====== Available data ======
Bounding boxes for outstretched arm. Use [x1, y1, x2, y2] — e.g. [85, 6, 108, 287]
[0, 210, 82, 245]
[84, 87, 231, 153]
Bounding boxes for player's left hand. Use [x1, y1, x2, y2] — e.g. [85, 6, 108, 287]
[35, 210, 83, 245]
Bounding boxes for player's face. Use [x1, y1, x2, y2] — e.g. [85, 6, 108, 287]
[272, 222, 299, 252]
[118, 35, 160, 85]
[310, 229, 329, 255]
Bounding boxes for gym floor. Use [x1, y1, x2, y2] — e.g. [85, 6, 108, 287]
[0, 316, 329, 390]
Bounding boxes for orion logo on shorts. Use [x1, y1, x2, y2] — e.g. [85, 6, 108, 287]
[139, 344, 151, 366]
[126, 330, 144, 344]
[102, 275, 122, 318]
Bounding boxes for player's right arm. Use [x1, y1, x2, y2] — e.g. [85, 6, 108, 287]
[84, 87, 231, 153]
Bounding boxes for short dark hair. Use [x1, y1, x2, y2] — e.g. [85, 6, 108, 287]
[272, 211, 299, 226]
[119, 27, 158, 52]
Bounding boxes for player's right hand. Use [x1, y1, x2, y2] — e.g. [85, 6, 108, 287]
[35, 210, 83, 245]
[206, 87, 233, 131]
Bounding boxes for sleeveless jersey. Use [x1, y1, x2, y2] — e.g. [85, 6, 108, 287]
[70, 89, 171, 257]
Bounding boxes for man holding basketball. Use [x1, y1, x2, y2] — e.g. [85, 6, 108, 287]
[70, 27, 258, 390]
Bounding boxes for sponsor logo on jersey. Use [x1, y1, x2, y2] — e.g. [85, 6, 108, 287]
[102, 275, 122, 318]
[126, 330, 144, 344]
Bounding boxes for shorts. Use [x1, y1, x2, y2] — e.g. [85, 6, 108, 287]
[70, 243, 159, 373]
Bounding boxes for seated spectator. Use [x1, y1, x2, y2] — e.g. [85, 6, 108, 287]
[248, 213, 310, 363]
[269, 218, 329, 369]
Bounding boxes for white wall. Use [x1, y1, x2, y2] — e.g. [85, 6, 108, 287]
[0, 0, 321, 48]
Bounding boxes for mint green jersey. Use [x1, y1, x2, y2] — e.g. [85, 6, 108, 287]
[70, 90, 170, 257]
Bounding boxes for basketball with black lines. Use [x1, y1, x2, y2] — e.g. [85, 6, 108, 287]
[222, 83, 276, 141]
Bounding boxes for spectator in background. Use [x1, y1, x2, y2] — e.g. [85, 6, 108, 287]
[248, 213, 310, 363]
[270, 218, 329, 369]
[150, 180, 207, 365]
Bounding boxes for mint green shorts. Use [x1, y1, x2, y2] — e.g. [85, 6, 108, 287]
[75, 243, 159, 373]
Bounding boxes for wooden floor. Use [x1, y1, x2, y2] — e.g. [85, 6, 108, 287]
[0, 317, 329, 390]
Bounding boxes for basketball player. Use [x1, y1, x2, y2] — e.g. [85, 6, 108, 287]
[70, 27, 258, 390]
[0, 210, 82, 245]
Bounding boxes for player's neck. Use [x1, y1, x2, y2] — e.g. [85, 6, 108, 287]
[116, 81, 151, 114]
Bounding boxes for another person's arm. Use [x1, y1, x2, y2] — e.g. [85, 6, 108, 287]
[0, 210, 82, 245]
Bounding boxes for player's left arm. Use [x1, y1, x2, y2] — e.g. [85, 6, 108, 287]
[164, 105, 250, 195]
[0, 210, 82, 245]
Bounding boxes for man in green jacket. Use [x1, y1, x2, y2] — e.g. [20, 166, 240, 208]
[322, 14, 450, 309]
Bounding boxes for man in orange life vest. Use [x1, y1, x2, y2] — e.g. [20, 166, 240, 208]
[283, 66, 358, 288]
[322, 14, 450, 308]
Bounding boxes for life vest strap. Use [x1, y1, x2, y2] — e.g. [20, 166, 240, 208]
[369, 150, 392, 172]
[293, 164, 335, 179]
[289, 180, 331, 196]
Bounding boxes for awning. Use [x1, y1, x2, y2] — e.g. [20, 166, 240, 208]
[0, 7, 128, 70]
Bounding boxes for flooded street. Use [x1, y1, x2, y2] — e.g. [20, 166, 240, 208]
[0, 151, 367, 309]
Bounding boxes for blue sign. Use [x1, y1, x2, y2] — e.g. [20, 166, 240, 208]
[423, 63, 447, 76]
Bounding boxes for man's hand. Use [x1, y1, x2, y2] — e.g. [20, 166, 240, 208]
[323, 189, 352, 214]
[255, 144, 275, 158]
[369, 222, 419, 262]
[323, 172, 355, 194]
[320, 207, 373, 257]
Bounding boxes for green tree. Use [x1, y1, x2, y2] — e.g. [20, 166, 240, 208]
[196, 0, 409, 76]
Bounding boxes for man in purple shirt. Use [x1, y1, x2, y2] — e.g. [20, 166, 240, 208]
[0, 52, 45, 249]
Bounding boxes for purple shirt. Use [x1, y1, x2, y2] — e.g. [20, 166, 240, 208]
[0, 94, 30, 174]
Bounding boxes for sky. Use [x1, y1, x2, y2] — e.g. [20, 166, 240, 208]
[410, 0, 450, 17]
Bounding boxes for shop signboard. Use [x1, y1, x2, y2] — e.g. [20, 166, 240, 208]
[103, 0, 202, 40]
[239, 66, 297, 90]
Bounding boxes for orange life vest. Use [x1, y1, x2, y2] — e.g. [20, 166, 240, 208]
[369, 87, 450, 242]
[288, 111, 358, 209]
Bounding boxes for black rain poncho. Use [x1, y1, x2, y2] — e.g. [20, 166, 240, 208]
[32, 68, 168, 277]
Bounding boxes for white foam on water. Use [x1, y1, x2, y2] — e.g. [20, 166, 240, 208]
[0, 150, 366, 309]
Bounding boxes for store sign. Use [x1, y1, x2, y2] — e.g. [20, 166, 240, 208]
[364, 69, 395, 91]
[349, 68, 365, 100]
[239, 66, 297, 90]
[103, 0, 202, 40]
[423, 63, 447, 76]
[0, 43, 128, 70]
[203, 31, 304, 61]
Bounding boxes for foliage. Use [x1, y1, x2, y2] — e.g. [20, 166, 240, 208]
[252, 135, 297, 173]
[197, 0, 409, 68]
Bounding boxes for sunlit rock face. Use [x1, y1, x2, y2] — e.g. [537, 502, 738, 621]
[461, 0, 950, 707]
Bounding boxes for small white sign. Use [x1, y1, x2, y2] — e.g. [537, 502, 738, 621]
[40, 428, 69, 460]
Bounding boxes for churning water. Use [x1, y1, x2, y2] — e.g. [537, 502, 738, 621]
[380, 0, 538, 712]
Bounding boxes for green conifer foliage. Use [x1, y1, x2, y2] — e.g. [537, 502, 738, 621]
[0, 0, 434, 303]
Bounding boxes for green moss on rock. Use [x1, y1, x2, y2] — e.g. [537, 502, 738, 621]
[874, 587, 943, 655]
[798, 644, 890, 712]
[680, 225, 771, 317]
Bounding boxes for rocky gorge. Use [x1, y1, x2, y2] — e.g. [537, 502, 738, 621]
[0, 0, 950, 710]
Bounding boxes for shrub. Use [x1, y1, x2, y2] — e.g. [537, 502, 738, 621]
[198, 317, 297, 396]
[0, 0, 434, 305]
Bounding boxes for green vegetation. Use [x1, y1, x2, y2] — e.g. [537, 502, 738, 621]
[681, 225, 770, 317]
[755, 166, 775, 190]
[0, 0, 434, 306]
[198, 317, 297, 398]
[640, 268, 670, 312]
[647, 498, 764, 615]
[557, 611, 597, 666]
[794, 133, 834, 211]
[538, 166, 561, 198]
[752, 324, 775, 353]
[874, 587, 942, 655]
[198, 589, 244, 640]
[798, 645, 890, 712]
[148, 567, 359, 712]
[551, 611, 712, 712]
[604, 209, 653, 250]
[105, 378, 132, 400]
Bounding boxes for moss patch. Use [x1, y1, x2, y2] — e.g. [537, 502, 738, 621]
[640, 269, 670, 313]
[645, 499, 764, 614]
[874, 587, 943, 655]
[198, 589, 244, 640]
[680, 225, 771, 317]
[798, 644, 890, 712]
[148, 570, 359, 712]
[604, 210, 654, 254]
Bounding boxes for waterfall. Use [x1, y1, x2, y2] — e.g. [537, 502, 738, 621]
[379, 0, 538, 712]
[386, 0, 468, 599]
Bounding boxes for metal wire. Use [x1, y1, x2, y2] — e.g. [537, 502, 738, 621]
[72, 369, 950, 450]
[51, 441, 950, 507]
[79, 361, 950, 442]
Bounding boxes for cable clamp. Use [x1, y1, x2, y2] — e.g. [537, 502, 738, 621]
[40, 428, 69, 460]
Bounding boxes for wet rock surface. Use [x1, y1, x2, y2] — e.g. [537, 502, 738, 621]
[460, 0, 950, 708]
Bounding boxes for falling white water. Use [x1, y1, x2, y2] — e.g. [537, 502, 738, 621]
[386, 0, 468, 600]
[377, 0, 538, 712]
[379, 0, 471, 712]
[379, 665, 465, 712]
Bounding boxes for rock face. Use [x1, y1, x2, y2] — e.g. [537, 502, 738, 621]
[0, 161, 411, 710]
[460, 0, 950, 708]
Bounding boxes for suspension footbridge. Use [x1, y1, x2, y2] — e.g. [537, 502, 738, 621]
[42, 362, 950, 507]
======
**Exercise:**
Render the data as a JSON list of strings. Include everything from the line containing "Bounding boxes for player's left hand." down to the line containing "[119, 27, 158, 52]", both lines included, with one string per line and blank lines left out.

**Correct output:**
[
  "Bounding boxes for player's left hand. Use [x1, y1, x2, y2] — e.g. [85, 6, 108, 287]",
  "[35, 210, 83, 245]",
  "Bounding boxes for player's face. Use [x1, y1, x2, y2] — e.g. [85, 6, 108, 287]",
  "[272, 222, 299, 252]",
  "[118, 35, 160, 85]",
  "[310, 229, 329, 255]",
  "Bounding boxes for gym floor. Use [x1, y1, x2, y2] — e.g. [85, 6, 108, 287]",
  "[0, 316, 329, 390]",
  "Bounding boxes for orion logo on shorts. Use [x1, y1, x2, y2] — e.g. [85, 6, 108, 287]",
  "[139, 344, 151, 366]",
  "[126, 330, 144, 344]",
  "[102, 275, 122, 318]",
  "Bounding boxes for player's right arm. Use [x1, y1, x2, y2] — e.g. [85, 6, 108, 287]",
  "[84, 87, 231, 153]",
  "Bounding boxes for short dark hair. Use [x1, y1, x2, y2] — e.g. [85, 6, 108, 287]",
  "[272, 211, 299, 226]",
  "[119, 27, 158, 52]"
]